# Instruction
Write out every entry again with "police officer" changed to "security guard" wherever it appears, keeping everything else the same. Leave the pictures out.

════════

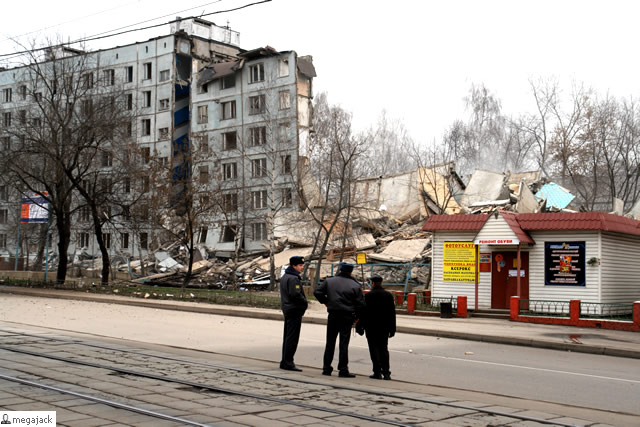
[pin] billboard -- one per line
(459, 262)
(34, 209)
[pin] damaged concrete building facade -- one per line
(234, 120)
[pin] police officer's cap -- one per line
(296, 260)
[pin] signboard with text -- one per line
(459, 262)
(564, 263)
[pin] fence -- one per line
(584, 314)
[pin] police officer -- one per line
(343, 297)
(294, 304)
(379, 323)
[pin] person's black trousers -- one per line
(379, 352)
(338, 324)
(291, 336)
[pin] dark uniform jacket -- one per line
(341, 294)
(380, 313)
(292, 297)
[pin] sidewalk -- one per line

════════

# The result
[pin] billboard -- one per line
(459, 262)
(34, 209)
[pin] damaged concrete building facade -- one per line
(234, 120)
[pin] security guard's cap -- one per line
(296, 260)
[pin] signboard with text -- one per line
(459, 262)
(564, 263)
[pin] fence -- one per line
(584, 314)
[pin] security guard -- one per line
(343, 297)
(294, 304)
(379, 323)
[pin] person's black trousers -- one per line
(379, 352)
(338, 324)
(291, 336)
[pin] dark uniform jacket -- one per line
(341, 294)
(380, 313)
(292, 297)
[pin] sidewalk -- one per line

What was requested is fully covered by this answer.